(Point-per-instance localization data)

--------------------------------------------------

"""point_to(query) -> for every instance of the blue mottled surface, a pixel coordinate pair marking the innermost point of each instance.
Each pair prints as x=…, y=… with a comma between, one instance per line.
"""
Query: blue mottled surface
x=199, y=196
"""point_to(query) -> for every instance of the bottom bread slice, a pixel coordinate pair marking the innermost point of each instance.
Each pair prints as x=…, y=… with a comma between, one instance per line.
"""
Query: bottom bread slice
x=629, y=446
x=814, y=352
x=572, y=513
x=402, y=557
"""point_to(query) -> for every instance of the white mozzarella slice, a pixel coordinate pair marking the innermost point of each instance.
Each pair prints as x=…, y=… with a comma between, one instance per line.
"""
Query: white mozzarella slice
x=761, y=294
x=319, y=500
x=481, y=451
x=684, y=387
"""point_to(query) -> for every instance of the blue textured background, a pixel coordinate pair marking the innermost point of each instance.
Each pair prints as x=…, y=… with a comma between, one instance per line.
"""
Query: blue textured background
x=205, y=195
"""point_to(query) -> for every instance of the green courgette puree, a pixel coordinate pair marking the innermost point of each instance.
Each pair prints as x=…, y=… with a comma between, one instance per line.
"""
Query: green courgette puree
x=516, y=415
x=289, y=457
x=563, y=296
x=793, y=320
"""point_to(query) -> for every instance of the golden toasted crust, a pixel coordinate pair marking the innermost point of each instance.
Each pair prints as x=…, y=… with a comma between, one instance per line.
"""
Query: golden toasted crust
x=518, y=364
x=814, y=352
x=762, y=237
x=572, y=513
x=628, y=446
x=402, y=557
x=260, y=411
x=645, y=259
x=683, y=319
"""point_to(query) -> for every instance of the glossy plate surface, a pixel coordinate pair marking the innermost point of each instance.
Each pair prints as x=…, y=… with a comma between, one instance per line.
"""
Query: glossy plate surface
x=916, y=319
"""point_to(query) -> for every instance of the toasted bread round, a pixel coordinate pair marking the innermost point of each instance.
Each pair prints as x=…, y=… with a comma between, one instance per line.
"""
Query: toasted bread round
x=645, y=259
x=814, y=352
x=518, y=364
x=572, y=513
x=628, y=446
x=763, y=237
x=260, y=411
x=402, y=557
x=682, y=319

--------------------------------------------------

TRY IT
Print out each record above exactly, with nothing omitted.

ANSWER TO THIS EXERCISE
"""point_to(query) -> for every instance of the blue mottled surface, a pixel coordinate pair marking the innermost point of each instance.
Each pair prints as x=…, y=… with a comma between, one instance per line.
"""
Query: blue mottled surface
x=199, y=196
"""point_to(query) -> for every instance of the bottom bread slice, a pixel coordinate pair marking the innermost point of each instance.
Each pair prints as x=…, y=… with a comma between, one instance per line.
"""
Query: bottom bread slice
x=629, y=446
x=814, y=352
x=572, y=513
x=402, y=557
"""point_to(query) -> for every instance of the white mozzarella slice, a pixel coordinate pair marking the innermost point of each instance.
Each pair prints as x=…, y=… with a comma between, one instance per line.
"""
Query: white mozzarella slice
x=761, y=294
x=319, y=500
x=481, y=451
x=684, y=387
"""point_to(query) -> for every instance of the blue textured background, a pixel coordinate pair marking the innermost point of each instance.
Each pair prints as x=…, y=… with a comma between, one instance per line.
"""
Query: blue textured background
x=205, y=195
"""point_to(query) -> for every instance of the green courgette puree, a pixel coordinate pair marking the innermost point of each instance.
Each pair prints as x=…, y=… with a comma between, one instance per line.
"""
Query: green courgette puree
x=516, y=415
x=289, y=457
x=563, y=296
x=793, y=320
"""point_to(query) -> for every instance of the golden toasted crust, a pixel coordinate pair marking the innermost point of each instance.
Each pair prints as x=…, y=… with a comma between, one instance per line.
"""
Query: golden toasted crust
x=518, y=364
x=814, y=352
x=762, y=237
x=572, y=513
x=628, y=446
x=402, y=557
x=260, y=411
x=645, y=259
x=683, y=319
"""point_to(query) -> for every instance of the glossy plate surface, a pixel coordinate pair marking the innermost point of each instance.
Each pair prints as x=…, y=… with a comma between, one instance per line.
"""
Query: glossy plate surface
x=916, y=319
"""point_to(query) -> for every instance of the toasted bread round, a pixel coordinate pair marking the innermost point of each instance.
Each pair prints as x=…, y=… with a comma between, one instance per line.
"""
Query: toasted bread round
x=645, y=259
x=814, y=352
x=518, y=364
x=572, y=513
x=628, y=446
x=763, y=237
x=260, y=411
x=402, y=557
x=682, y=319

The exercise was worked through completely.